## WORK INSTRUCTIONS
Pull out each line of the records below that contains the word "brown", and copy those lines unchanged.

## MATERIAL SHOWN
>>>>

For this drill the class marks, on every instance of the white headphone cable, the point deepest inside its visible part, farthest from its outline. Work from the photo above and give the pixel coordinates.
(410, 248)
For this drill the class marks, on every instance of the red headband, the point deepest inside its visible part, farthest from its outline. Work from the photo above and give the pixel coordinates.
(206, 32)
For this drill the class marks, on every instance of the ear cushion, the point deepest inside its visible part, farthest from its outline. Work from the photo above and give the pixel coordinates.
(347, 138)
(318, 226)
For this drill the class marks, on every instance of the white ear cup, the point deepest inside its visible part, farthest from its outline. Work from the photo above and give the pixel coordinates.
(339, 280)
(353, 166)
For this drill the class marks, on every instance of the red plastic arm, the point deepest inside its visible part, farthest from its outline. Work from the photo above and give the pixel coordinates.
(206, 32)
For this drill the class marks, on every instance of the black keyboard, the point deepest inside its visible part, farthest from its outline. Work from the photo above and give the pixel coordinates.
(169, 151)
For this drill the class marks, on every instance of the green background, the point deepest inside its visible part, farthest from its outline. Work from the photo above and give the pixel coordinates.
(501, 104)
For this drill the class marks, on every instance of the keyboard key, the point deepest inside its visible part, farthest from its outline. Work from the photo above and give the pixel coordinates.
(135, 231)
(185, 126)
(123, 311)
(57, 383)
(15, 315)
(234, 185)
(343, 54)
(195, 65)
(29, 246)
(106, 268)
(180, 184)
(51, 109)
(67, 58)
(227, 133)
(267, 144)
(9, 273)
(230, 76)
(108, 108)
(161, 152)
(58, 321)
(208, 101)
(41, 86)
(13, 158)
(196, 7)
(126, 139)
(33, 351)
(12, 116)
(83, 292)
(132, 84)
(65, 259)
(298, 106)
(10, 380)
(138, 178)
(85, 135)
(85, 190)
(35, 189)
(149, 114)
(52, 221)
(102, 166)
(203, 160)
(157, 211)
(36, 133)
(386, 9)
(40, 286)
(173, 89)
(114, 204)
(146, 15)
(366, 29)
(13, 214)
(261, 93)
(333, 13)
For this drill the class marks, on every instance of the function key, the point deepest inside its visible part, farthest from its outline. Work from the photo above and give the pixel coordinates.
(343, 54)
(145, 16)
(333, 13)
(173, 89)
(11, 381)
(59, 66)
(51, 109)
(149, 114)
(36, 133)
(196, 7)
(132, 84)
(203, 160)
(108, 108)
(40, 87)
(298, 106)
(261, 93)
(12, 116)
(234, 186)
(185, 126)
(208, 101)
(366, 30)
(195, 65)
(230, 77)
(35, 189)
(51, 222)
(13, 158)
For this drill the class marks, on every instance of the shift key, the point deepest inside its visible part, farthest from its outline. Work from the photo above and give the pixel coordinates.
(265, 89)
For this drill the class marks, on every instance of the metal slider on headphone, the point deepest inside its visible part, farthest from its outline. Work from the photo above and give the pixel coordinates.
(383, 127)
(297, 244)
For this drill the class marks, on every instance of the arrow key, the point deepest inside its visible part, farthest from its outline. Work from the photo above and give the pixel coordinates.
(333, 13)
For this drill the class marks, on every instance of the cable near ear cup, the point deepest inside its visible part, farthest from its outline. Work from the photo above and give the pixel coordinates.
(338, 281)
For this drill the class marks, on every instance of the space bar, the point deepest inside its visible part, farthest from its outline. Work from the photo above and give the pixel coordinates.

<<<<
>>>>

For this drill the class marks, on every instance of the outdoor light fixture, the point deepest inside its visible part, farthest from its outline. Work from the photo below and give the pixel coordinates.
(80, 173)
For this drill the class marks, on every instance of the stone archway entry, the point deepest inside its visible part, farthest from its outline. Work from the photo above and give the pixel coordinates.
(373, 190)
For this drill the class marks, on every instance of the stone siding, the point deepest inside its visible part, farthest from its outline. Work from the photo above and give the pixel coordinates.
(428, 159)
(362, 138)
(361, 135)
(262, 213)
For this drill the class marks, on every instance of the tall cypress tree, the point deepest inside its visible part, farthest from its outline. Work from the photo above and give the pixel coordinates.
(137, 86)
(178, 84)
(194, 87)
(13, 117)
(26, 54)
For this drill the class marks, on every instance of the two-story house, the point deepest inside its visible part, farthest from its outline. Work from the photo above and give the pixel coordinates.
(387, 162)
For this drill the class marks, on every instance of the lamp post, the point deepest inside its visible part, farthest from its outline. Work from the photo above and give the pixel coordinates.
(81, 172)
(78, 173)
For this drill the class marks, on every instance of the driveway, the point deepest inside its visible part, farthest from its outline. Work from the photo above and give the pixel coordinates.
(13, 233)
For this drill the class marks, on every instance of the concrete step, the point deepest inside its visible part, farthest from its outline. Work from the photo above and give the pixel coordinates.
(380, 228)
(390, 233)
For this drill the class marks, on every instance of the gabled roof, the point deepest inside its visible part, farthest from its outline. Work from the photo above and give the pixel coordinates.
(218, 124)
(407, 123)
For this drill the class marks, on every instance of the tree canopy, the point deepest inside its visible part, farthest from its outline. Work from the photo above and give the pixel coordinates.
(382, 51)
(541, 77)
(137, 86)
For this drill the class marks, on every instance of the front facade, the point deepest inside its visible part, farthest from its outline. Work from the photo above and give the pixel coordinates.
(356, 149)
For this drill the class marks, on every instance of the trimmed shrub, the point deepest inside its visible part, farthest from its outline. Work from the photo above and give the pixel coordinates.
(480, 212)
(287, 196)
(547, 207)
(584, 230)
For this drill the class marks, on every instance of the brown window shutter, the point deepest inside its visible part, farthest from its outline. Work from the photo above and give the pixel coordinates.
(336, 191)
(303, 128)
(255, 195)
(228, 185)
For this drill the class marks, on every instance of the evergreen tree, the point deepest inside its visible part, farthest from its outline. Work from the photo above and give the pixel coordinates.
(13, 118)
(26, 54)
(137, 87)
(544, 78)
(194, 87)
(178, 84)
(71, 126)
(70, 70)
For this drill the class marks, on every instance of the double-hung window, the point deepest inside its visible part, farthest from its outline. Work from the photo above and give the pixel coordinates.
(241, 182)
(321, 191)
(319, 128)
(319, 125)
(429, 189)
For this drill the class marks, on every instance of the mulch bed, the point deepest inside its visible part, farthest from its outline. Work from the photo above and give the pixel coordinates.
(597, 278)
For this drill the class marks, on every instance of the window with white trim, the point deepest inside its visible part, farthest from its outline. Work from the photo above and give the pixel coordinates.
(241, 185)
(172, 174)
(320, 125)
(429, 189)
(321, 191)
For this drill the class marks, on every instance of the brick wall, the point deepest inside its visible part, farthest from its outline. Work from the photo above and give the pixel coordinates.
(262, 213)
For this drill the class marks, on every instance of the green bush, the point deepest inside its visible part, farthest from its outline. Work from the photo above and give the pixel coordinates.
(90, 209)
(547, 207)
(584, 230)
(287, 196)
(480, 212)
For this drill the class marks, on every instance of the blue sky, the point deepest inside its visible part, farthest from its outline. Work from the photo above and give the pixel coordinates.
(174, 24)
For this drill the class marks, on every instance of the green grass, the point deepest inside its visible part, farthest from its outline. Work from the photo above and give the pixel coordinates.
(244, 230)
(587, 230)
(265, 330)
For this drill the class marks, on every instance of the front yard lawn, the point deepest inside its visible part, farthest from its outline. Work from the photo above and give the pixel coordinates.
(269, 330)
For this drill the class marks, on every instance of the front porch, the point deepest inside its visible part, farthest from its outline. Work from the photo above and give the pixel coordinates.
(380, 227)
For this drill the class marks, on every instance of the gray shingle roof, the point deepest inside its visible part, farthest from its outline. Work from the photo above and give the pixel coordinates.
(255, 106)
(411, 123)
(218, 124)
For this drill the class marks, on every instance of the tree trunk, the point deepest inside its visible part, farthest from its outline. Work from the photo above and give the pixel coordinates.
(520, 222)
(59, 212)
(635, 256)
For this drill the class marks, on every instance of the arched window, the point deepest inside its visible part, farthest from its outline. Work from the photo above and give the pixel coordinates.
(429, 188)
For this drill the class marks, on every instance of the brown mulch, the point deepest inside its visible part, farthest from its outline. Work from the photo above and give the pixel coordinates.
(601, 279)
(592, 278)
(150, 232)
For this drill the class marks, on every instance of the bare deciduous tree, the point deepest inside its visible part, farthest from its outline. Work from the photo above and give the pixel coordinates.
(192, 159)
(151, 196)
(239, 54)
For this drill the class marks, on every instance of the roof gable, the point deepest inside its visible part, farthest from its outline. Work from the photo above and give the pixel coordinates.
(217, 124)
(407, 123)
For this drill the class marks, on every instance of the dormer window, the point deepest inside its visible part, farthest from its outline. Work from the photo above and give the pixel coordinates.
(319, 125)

<<<<

## WRITTEN ANSWER
For this drill the class marks, on every instance of the brown window shutter, the point deepest inside its visible part, farthest from its outline. Work from the photo above and give the pixel coordinates.
For this drill the class marks, on every instance of the brown mulch, the point deepest inside its visible part, farthest from its outline. Work from the photo above and give the pixel coordinates.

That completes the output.